» **What this task involves**
Copy each of the rows below word for word, one per line.

——

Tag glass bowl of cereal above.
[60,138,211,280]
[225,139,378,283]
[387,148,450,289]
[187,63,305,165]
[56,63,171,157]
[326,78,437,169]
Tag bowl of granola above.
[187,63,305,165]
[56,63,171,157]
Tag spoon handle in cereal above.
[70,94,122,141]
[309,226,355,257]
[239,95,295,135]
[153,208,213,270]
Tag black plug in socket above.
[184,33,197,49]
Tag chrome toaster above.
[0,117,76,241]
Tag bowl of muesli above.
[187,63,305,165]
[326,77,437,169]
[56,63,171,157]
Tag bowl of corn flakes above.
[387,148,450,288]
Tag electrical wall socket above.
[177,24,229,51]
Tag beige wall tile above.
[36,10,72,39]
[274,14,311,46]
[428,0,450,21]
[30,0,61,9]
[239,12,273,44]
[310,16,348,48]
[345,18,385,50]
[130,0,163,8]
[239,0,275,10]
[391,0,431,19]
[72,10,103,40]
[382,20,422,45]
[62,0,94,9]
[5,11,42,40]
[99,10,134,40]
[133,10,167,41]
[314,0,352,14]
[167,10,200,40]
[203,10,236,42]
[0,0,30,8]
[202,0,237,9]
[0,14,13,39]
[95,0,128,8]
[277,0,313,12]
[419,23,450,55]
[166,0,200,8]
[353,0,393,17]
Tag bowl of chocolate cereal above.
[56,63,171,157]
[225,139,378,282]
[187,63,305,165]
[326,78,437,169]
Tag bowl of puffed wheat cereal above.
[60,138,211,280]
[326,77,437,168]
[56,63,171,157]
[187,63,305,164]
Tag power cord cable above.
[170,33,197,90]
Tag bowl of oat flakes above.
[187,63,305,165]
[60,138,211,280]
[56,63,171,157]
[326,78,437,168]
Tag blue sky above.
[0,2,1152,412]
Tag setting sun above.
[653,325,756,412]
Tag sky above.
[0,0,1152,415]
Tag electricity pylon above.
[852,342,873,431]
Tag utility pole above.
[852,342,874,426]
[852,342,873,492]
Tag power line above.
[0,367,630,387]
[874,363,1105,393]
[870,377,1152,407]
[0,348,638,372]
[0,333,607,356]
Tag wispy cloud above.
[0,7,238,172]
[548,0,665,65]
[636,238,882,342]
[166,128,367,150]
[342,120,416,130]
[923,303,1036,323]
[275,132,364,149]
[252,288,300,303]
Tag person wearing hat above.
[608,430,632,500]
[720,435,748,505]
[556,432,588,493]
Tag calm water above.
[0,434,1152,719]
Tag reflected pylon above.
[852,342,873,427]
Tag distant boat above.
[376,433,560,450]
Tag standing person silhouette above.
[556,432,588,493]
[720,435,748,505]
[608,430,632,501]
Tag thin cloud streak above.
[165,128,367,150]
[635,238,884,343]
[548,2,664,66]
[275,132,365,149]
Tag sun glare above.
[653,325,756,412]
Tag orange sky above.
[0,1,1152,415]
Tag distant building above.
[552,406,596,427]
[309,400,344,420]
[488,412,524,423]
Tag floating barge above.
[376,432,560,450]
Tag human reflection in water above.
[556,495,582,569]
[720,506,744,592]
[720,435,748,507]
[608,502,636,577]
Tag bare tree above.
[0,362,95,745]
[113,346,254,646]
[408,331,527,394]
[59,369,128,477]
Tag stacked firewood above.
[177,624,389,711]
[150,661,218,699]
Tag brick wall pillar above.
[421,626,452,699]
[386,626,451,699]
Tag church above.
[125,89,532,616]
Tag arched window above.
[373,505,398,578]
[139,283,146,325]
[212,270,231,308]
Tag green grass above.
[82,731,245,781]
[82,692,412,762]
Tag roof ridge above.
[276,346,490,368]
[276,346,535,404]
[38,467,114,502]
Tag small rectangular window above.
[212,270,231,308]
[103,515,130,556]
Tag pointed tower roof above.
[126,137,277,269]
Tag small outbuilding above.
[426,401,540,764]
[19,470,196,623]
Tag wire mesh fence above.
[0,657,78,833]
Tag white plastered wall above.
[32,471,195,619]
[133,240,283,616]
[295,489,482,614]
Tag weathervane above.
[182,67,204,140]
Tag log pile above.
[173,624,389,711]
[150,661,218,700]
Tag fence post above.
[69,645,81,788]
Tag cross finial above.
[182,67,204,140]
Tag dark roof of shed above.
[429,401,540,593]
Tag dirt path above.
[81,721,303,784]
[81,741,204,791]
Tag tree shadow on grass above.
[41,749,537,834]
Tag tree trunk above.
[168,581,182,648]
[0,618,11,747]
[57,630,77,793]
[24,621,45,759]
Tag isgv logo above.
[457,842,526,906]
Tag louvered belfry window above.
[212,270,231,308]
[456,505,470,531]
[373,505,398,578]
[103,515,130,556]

——

» **Result**
Tag glass bowl of cereal above.
[60,138,211,280]
[225,139,378,283]
[387,148,450,289]
[187,63,305,165]
[56,63,171,157]
[326,78,437,169]
Tag bowl of granola above.
[187,63,305,165]
[56,63,171,157]
Tag spoon handle in cereal above.
[70,94,122,141]
[309,226,355,257]
[239,95,295,135]
[153,208,213,270]
Tag black plug in socket above.
[184,33,197,49]
Tag chrome toaster above.
[0,117,76,241]
Tag bowl of muesli above.
[187,63,305,165]
[326,77,437,169]
[56,63,171,157]
Tag bowl of corn flakes above.
[387,148,450,288]
Tag electrical wall socket above.
[177,24,229,51]
Tag beige wall tile above.
[36,10,72,39]
[274,14,311,46]
[428,0,450,21]
[30,0,61,9]
[239,12,273,44]
[310,16,348,48]
[345,18,385,50]
[130,0,163,8]
[239,0,275,10]
[391,0,431,19]
[72,10,103,40]
[382,20,422,45]
[62,0,94,9]
[5,11,42,40]
[99,10,134,40]
[133,10,167,41]
[314,0,352,14]
[167,10,200,40]
[203,10,236,42]
[0,0,30,8]
[202,0,237,9]
[0,14,13,39]
[95,0,128,8]
[277,0,313,12]
[419,23,450,55]
[166,0,200,8]
[353,0,393,17]
Tag bowl of chocolate cereal above.
[56,63,171,157]
[225,139,378,282]
[187,63,305,165]
[326,78,437,169]
Tag bowl of puffed wheat cereal above.
[60,138,211,280]
[326,77,437,168]
[56,63,171,157]
[187,63,305,164]
Tag power cord cable above.
[170,33,197,90]
Tag bowl of oat flakes above.
[187,63,305,165]
[60,138,211,280]
[56,63,171,157]
[326,78,437,168]
Tag blue sky above.
[0,2,1152,412]
Tag setting sun above.
[653,325,756,412]
Tag sky above.
[0,0,1152,415]
Tag electricity pylon above.
[852,342,873,431]
Tag utility pole above.
[852,342,874,426]
[852,342,873,492]
Tag power line above.
[0,367,630,387]
[874,363,1105,393]
[870,377,1152,407]
[0,348,638,372]
[0,333,607,356]
Tag wispy cloud above.
[0,7,238,172]
[548,0,665,65]
[636,238,882,342]
[166,128,367,150]
[342,120,416,130]
[923,303,1036,323]
[275,132,364,149]
[252,288,300,303]
Tag person wearing hat above.
[608,430,632,500]
[720,435,748,505]
[556,432,588,493]
Tag calm water above.
[0,434,1152,719]
Tag reflected pylon above.
[852,342,873,427]
Tag distant boat above.
[376,433,560,450]
Tag standing person silhouette above.
[556,432,588,493]
[720,435,748,505]
[608,430,632,501]
Tag thin cloud streak above.
[165,128,367,150]
[635,238,884,343]
[548,2,664,66]
[275,132,365,149]
Tag sun glare above.
[653,325,756,412]
Tag orange sky above.
[0,1,1152,415]
Tag distant building above.
[552,406,596,427]
[309,400,344,420]
[488,412,524,423]
Tag floating barge above.
[376,432,560,450]
Tag human reflection in water above.
[556,495,582,569]
[720,506,744,592]
[720,435,748,507]
[608,502,636,577]
Tag bare tree above.
[0,362,95,745]
[113,346,254,646]
[408,331,527,394]
[59,369,128,477]
Tag stacked firewood above.
[177,624,389,711]
[150,661,218,699]
Tag brick wall pillar above.
[421,626,452,699]
[386,626,451,699]
Tag church above.
[125,89,532,616]
Tag arched window above.
[373,505,398,578]
[139,283,146,325]
[212,270,231,308]
Tag green grass above.
[82,731,245,781]
[82,692,412,762]
Tag roof ridge above.
[276,346,490,368]
[276,346,535,404]
[38,467,114,502]
Tag small rectangular window above.
[212,270,231,308]
[103,515,130,556]
Tag pointed tower roof above.
[126,137,277,269]
Tag small outbuilding above.
[426,401,540,764]
[19,470,196,623]
Tag wire mesh fence above.
[0,657,78,833]
Tag white plastered wall above.
[32,471,195,619]
[133,240,283,616]
[295,489,482,614]
Tag weathervane above.
[182,67,204,140]
Tag log pile above.
[173,624,389,711]
[150,661,218,700]
Tag fence post above.
[69,645,81,788]
Tag cross finial above.
[182,67,204,140]
Tag dark roof of shed above.
[429,401,540,593]
Tag dirt path above.
[81,721,303,784]
[81,741,204,791]
Tag tree shadow on grass above.
[41,749,537,834]
Tag tree trunk above.
[168,581,182,648]
[0,618,11,747]
[57,630,77,793]
[24,621,45,759]
Tag isgv logo above.
[457,842,526,906]
Tag louvered belfry window above.
[212,270,231,308]
[456,505,470,531]
[373,505,398,578]
[103,515,130,556]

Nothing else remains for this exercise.